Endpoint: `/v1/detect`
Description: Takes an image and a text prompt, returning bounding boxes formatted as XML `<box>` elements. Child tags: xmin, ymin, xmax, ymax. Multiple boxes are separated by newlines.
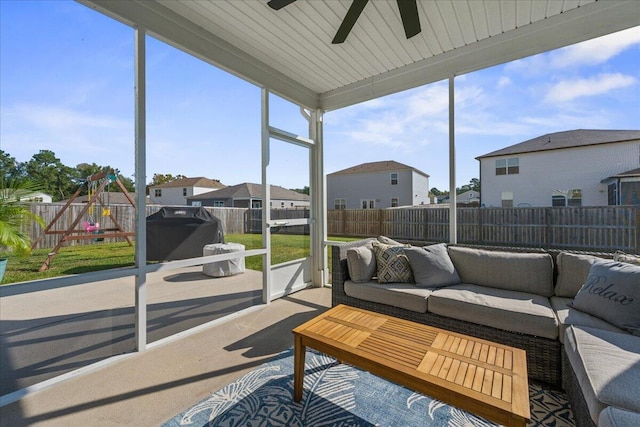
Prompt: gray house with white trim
<box><xmin>327</xmin><ymin>160</ymin><xmax>430</xmax><ymax>209</ymax></box>
<box><xmin>476</xmin><ymin>129</ymin><xmax>640</xmax><ymax>207</ymax></box>
<box><xmin>187</xmin><ymin>182</ymin><xmax>309</xmax><ymax>209</ymax></box>
<box><xmin>149</xmin><ymin>176</ymin><xmax>226</xmax><ymax>205</ymax></box>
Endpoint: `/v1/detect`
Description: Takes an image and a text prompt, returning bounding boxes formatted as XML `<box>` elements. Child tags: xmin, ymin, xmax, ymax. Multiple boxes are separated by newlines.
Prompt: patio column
<box><xmin>134</xmin><ymin>26</ymin><xmax>147</xmax><ymax>351</ymax></box>
<box><xmin>261</xmin><ymin>88</ymin><xmax>271</xmax><ymax>304</ymax></box>
<box><xmin>309</xmin><ymin>110</ymin><xmax>328</xmax><ymax>287</ymax></box>
<box><xmin>449</xmin><ymin>76</ymin><xmax>458</xmax><ymax>244</ymax></box>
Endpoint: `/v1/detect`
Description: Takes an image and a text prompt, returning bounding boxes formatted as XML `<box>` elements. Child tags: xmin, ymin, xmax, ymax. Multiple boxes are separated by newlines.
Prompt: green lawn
<box><xmin>0</xmin><ymin>234</ymin><xmax>354</xmax><ymax>285</ymax></box>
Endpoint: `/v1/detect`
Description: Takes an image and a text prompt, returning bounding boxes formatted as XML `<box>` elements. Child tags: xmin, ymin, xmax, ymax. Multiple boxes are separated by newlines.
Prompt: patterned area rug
<box><xmin>164</xmin><ymin>349</ymin><xmax>574</xmax><ymax>427</ymax></box>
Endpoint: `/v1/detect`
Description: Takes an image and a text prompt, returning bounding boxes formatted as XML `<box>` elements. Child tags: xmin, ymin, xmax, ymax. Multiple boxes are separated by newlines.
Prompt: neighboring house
<box><xmin>476</xmin><ymin>129</ymin><xmax>640</xmax><ymax>207</ymax></box>
<box><xmin>187</xmin><ymin>182</ymin><xmax>309</xmax><ymax>209</ymax></box>
<box><xmin>456</xmin><ymin>190</ymin><xmax>480</xmax><ymax>205</ymax></box>
<box><xmin>4</xmin><ymin>190</ymin><xmax>53</xmax><ymax>203</ymax></box>
<box><xmin>327</xmin><ymin>160</ymin><xmax>430</xmax><ymax>209</ymax></box>
<box><xmin>602</xmin><ymin>168</ymin><xmax>640</xmax><ymax>206</ymax></box>
<box><xmin>149</xmin><ymin>176</ymin><xmax>226</xmax><ymax>205</ymax></box>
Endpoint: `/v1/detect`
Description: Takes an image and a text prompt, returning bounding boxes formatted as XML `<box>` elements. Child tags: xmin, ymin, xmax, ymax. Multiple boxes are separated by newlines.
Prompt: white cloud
<box><xmin>549</xmin><ymin>27</ymin><xmax>640</xmax><ymax>68</ymax></box>
<box><xmin>504</xmin><ymin>27</ymin><xmax>640</xmax><ymax>76</ymax></box>
<box><xmin>0</xmin><ymin>104</ymin><xmax>133</xmax><ymax>170</ymax></box>
<box><xmin>545</xmin><ymin>73</ymin><xmax>637</xmax><ymax>102</ymax></box>
<box><xmin>498</xmin><ymin>76</ymin><xmax>513</xmax><ymax>89</ymax></box>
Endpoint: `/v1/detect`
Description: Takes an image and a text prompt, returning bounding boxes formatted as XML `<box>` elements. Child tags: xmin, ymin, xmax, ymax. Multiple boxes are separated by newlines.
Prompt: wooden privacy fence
<box><xmin>327</xmin><ymin>206</ymin><xmax>640</xmax><ymax>253</ymax></box>
<box><xmin>29</xmin><ymin>203</ymin><xmax>247</xmax><ymax>249</ymax></box>
<box><xmin>25</xmin><ymin>203</ymin><xmax>640</xmax><ymax>253</ymax></box>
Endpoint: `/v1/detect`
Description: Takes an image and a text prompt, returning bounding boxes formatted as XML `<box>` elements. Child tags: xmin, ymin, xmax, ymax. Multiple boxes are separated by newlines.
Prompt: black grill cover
<box><xmin>147</xmin><ymin>206</ymin><xmax>224</xmax><ymax>261</ymax></box>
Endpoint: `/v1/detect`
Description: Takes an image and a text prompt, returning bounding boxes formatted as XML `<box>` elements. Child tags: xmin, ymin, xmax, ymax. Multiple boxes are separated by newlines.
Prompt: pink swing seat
<box><xmin>82</xmin><ymin>221</ymin><xmax>100</xmax><ymax>232</ymax></box>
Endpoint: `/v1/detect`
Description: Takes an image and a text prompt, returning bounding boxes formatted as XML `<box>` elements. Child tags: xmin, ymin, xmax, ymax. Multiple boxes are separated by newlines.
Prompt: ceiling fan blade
<box><xmin>267</xmin><ymin>0</ymin><xmax>296</xmax><ymax>10</ymax></box>
<box><xmin>331</xmin><ymin>0</ymin><xmax>369</xmax><ymax>44</ymax></box>
<box><xmin>398</xmin><ymin>0</ymin><xmax>422</xmax><ymax>39</ymax></box>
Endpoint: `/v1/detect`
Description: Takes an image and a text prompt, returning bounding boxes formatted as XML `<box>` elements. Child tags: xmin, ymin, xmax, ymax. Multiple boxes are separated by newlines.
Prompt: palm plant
<box><xmin>0</xmin><ymin>176</ymin><xmax>44</xmax><ymax>281</ymax></box>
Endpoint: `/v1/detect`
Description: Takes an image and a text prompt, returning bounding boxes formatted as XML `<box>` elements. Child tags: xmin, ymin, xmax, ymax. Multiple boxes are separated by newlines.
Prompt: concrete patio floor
<box><xmin>0</xmin><ymin>269</ymin><xmax>331</xmax><ymax>426</ymax></box>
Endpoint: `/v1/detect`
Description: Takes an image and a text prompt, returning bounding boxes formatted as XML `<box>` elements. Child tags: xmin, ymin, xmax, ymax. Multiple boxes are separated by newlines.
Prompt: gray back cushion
<box><xmin>404</xmin><ymin>243</ymin><xmax>460</xmax><ymax>288</ymax></box>
<box><xmin>555</xmin><ymin>252</ymin><xmax>606</xmax><ymax>298</ymax></box>
<box><xmin>449</xmin><ymin>246</ymin><xmax>553</xmax><ymax>297</ymax></box>
<box><xmin>347</xmin><ymin>243</ymin><xmax>376</xmax><ymax>283</ymax></box>
<box><xmin>571</xmin><ymin>261</ymin><xmax>640</xmax><ymax>336</ymax></box>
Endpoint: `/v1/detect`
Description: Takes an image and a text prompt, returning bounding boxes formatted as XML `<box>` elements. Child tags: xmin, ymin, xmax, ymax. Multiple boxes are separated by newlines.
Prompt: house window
<box><xmin>502</xmin><ymin>191</ymin><xmax>513</xmax><ymax>208</ymax></box>
<box><xmin>551</xmin><ymin>188</ymin><xmax>582</xmax><ymax>207</ymax></box>
<box><xmin>360</xmin><ymin>200</ymin><xmax>376</xmax><ymax>209</ymax></box>
<box><xmin>607</xmin><ymin>183</ymin><xmax>618</xmax><ymax>206</ymax></box>
<box><xmin>496</xmin><ymin>157</ymin><xmax>520</xmax><ymax>175</ymax></box>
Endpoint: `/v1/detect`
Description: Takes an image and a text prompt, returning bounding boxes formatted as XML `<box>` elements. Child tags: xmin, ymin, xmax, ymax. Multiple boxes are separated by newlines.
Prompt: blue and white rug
<box><xmin>164</xmin><ymin>349</ymin><xmax>574</xmax><ymax>427</ymax></box>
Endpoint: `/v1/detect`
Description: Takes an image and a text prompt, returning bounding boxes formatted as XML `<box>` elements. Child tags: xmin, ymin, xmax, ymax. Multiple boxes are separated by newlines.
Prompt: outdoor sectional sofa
<box><xmin>331</xmin><ymin>236</ymin><xmax>640</xmax><ymax>426</ymax></box>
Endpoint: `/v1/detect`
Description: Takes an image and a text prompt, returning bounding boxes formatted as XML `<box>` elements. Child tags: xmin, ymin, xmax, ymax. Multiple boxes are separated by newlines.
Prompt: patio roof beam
<box><xmin>269</xmin><ymin>126</ymin><xmax>315</xmax><ymax>148</ymax></box>
<box><xmin>320</xmin><ymin>0</ymin><xmax>640</xmax><ymax>111</ymax></box>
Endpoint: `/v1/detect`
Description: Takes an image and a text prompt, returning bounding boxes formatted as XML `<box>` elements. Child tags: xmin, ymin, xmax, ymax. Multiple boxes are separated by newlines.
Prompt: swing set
<box><xmin>31</xmin><ymin>169</ymin><xmax>136</xmax><ymax>271</ymax></box>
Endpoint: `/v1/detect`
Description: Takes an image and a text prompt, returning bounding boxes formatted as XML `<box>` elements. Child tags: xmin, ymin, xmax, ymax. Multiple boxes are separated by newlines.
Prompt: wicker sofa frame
<box><xmin>562</xmin><ymin>351</ymin><xmax>596</xmax><ymax>427</ymax></box>
<box><xmin>331</xmin><ymin>241</ymin><xmax>562</xmax><ymax>387</ymax></box>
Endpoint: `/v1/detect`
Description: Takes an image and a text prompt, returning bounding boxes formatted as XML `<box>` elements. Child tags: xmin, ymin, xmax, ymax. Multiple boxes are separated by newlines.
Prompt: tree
<box><xmin>0</xmin><ymin>177</ymin><xmax>45</xmax><ymax>255</ymax></box>
<box><xmin>0</xmin><ymin>150</ymin><xmax>26</xmax><ymax>182</ymax></box>
<box><xmin>25</xmin><ymin>150</ymin><xmax>77</xmax><ymax>201</ymax></box>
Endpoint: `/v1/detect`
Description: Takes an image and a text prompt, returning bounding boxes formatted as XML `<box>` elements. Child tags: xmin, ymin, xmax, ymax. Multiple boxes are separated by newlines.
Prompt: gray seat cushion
<box><xmin>427</xmin><ymin>284</ymin><xmax>558</xmax><ymax>339</ymax></box>
<box><xmin>571</xmin><ymin>261</ymin><xmax>640</xmax><ymax>336</ymax></box>
<box><xmin>550</xmin><ymin>297</ymin><xmax>624</xmax><ymax>344</ymax></box>
<box><xmin>344</xmin><ymin>280</ymin><xmax>433</xmax><ymax>313</ymax></box>
<box><xmin>598</xmin><ymin>406</ymin><xmax>640</xmax><ymax>427</ymax></box>
<box><xmin>564</xmin><ymin>326</ymin><xmax>640</xmax><ymax>423</ymax></box>
<box><xmin>449</xmin><ymin>246</ymin><xmax>553</xmax><ymax>297</ymax></box>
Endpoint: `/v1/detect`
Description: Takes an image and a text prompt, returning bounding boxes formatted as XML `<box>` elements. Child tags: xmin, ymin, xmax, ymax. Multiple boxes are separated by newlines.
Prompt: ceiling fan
<box><xmin>267</xmin><ymin>0</ymin><xmax>421</xmax><ymax>44</ymax></box>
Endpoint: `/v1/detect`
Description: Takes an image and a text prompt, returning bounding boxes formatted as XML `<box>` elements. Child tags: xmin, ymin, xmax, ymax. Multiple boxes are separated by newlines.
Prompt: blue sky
<box><xmin>0</xmin><ymin>0</ymin><xmax>640</xmax><ymax>190</ymax></box>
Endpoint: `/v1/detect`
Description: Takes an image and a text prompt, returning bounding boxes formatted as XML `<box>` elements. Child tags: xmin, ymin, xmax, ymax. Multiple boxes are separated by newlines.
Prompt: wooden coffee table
<box><xmin>293</xmin><ymin>305</ymin><xmax>530</xmax><ymax>426</ymax></box>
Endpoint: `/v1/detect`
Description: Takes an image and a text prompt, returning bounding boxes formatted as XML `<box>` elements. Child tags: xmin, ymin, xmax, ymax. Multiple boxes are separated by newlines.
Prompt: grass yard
<box><xmin>0</xmin><ymin>234</ymin><xmax>355</xmax><ymax>285</ymax></box>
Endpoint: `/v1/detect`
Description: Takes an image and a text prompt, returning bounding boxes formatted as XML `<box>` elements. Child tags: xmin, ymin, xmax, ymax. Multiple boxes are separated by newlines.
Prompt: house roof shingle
<box><xmin>187</xmin><ymin>182</ymin><xmax>309</xmax><ymax>201</ymax></box>
<box><xmin>476</xmin><ymin>129</ymin><xmax>640</xmax><ymax>160</ymax></box>
<box><xmin>57</xmin><ymin>191</ymin><xmax>138</xmax><ymax>205</ymax></box>
<box><xmin>149</xmin><ymin>176</ymin><xmax>226</xmax><ymax>188</ymax></box>
<box><xmin>329</xmin><ymin>160</ymin><xmax>429</xmax><ymax>178</ymax></box>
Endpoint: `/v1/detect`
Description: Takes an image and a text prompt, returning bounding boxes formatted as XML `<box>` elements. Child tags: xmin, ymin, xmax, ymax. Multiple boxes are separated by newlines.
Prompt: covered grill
<box><xmin>147</xmin><ymin>206</ymin><xmax>224</xmax><ymax>261</ymax></box>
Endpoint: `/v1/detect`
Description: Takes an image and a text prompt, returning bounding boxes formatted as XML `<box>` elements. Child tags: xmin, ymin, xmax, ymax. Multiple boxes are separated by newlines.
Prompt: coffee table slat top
<box><xmin>293</xmin><ymin>305</ymin><xmax>530</xmax><ymax>425</ymax></box>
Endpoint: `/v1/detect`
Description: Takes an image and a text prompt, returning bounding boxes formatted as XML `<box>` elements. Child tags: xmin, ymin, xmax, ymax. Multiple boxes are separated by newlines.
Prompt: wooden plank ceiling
<box><xmin>80</xmin><ymin>0</ymin><xmax>640</xmax><ymax>110</ymax></box>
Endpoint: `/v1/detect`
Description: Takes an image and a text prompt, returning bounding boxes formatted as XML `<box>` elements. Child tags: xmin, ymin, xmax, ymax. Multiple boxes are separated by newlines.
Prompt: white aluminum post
<box><xmin>309</xmin><ymin>110</ymin><xmax>328</xmax><ymax>287</ymax></box>
<box><xmin>449</xmin><ymin>76</ymin><xmax>458</xmax><ymax>244</ymax></box>
<box><xmin>134</xmin><ymin>26</ymin><xmax>147</xmax><ymax>351</ymax></box>
<box><xmin>261</xmin><ymin>88</ymin><xmax>271</xmax><ymax>304</ymax></box>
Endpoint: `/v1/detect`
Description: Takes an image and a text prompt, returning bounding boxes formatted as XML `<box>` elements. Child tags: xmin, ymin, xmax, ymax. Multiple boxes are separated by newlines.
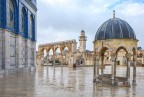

┄┄┄┄┄┄┄┄┄┄┄┄┄┄┄┄┄┄┄┄

**WHAT TO DO:**
Count the lines in the records above that contain the word "gray", and reply with that number alone.

**WRITTEN RESPONSE:**
3